_TO DO:_
Return, unchanged, every row from the one containing "Could you point out the white ceiling" through the last row, including both.

_DATASET EXTRACT:_
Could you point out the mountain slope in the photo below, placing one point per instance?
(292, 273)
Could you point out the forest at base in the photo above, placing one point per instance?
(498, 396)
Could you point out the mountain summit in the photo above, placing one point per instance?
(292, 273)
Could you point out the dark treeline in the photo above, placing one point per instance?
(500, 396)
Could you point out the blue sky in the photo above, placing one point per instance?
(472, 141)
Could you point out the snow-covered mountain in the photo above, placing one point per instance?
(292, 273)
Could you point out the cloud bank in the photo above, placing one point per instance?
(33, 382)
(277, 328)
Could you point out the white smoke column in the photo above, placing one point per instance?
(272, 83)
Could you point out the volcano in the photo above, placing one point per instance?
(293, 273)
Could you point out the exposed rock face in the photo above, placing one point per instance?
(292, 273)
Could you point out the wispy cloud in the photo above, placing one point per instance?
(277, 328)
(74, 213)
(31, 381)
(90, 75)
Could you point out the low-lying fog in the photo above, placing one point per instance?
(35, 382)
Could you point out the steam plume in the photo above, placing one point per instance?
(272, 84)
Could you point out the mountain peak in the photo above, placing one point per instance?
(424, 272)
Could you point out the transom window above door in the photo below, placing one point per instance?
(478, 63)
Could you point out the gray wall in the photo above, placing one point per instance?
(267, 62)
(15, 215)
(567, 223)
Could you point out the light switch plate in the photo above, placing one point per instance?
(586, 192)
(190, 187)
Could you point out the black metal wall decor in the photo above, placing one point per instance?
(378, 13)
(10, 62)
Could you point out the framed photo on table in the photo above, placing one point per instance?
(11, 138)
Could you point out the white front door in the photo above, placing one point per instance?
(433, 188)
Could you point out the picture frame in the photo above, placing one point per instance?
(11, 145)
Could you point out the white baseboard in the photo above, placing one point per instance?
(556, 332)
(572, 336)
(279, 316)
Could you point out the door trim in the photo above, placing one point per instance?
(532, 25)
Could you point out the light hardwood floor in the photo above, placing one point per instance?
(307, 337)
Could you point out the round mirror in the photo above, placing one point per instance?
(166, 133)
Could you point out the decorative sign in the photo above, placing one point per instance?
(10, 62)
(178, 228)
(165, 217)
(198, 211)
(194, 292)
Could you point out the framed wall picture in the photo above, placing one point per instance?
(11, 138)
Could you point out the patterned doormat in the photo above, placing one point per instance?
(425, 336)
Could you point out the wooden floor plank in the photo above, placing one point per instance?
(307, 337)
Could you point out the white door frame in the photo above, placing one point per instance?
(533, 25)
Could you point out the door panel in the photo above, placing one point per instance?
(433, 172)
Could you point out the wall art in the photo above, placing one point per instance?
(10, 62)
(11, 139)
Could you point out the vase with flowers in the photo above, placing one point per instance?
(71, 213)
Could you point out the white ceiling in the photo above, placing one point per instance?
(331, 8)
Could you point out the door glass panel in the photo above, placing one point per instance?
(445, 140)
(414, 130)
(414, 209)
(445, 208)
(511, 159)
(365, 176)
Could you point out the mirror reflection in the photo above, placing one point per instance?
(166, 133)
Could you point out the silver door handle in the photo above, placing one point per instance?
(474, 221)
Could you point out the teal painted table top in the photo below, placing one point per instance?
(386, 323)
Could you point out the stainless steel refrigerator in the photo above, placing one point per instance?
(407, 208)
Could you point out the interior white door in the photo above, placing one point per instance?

_OUTPUT BELOW:_
Could you point out the white ceiling in the photo above, placing one point per instance?
(331, 8)
Could you point out the door glass panel in the photo above, placing one point per instance?
(445, 140)
(414, 130)
(414, 209)
(445, 208)
(511, 159)
(365, 176)
Could you point out the mirror reflection in the photo above, placing one point per instance?
(166, 133)
Could you point out the silver door handle in the photo above, placing one point per instance?
(474, 221)
Could you point out the teal painted table top in the photo below, placing one point per instance?
(386, 323)
Could you point out the stainless steel refrigerator in the photo above, placing one point per instance?
(407, 208)
Could you point out the interior white door in the photo above, placing one point per instance?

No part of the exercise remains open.